CHECK YOUR UNDERSTANDING
a – From the article on deep learning for cancer data, extract the passage from "Deep Learning Speeds" to "and extraction efforts.", copying it word for word.
b – Extend the article on deep learning for cancer data past its last sentence, continuing in the same style.
**** PROVIDED PASSAGE
To better battle cancer, we need data. Lots of it.
With cancer so prevalent, data is abundant. There’s everything from medical records stuffed with the pathology reports of millions of cancer patients to newspaper archives filled with the obituaries of cancer victims.
All this information effectively creates a dispersed database that can be used to determine ties between demographics and population cancer outcomes. But it takes a lot of time to analyze so much unstructured text data. That’s why the Surveillance, Epidemiology, and End Results (SEER) Program of the U.S. National Cancer Institute typically reports its annual cancer statistics with a five-year delay.
To speed things up, researchers at the Oak Ridge National Laboratory’s Health Data Sciences Institute have combined GPUs, deep learning algorithms, and data analytics and extraction technologies with ORNL’s Titan supercomputer.
“The goal is to be able to tell as a nation if we’re making progress” in battling cancer, said Georgia Tourassi, director of the Health Data Sciences Institute.
Deep Learning Speeds Side-by-Side Projects
Tourassi’s team is tackling both pathology reports and obituaries in two separate projects intended to provide new insights into the patterns of cancer. The obituary project, now in its fourth year, has been fully funded by an NCI grant. Researchers have been working on developing analytical tools that can perform automated research and thus be leveraged to perform more comprehensive epidemiological studies.
In the latter stages of the project, Tourassi’s team has been using a practice known as data parallelism. In this technique, data is divided among separate computing nodes on Titan, allowing the same process to be applied to different data segments simultaneously. This is speeding up efforts to establish a deep learning network that will improve the data analysis and extraction efforts.
In the meantime, Tourassi’s team has been asked to use a similar approach to analyze millions of cancer pathology reports. While not as far along as the obituary work, this project figures to benefit more from the deep learning training, which has been a recent addition to the research.
“Our results show incremental improvements from deep learning compared with traditional rules-based systems,” said Tourassi. “It is very promising, and we will continue working on it.”
********
**** COLLECTED MATERIAL
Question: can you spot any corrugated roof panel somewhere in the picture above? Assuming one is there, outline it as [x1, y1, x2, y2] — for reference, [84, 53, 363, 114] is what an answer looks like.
********
YOUR RESPONSES
a –
Deep Learning Speeds Side-by-Side Projects
Tourassi’s team is tackling both pathology reports and obituaries in two separate projects intended to provide new insights into the patterns of cancer. The obituary project, now in its fourth year, has been fully funded by an NCI grant. Researchers have been working on developing analytical tools that can perform automated research and thus be leveraged to perform more comprehensive epidemiological studies.
In the latter stages of the project, Tourassi’s team has been using a practice known as data parallelism. In this technique, data is divided among separate computing nodes on Titan, allowing the same process to be applied to different data segments simultaneously. This is speeding up efforts to establish a deep learning network that will improve the data analysis and extraction efforts.

b –
The Challenge of ‘Big-but-Dirty’ Data
Much of traditional text mining systems and early deep learning systems rely on experts, who use their knowledge to guide the system’s learning by deciphering clinical text for it. Eventually, deep learning systems will be able to crunch clinical pathology reports and learn without assistance, resulting in an automated and dynamic way of sifting through “big-but-dirty data,” the name Tourassi has given to data for which there’s no way to control the quality.
In both projects, NVIDIA Tesla K20 GPU accelerators are being used to accelerate the deep learning training on Titan. Tourassi reports that the process has been unfolding eight to 10 times faster on GPUs that it did on CPUs for the obituary project. The pathology report project is too fresh to have generated concrete data, but Tourassi sees early indications of similar gains.
“Having seen the clinical performance boost in both applications, I’m a believer” in GPUs, she said. “I now understand the value of scaling these tools for use on the supercomputer.”
And while the goals of both projects are clear, Tourassi hopes to push the efforts, as any good researcher should, so that cancer research findings can be reported in as close to real time as possible.
“We would like to develop the informatics tools and give them to the different registries so they can accelerate information extraction,” she said. “We hope to modernize the cancer surveillance program.”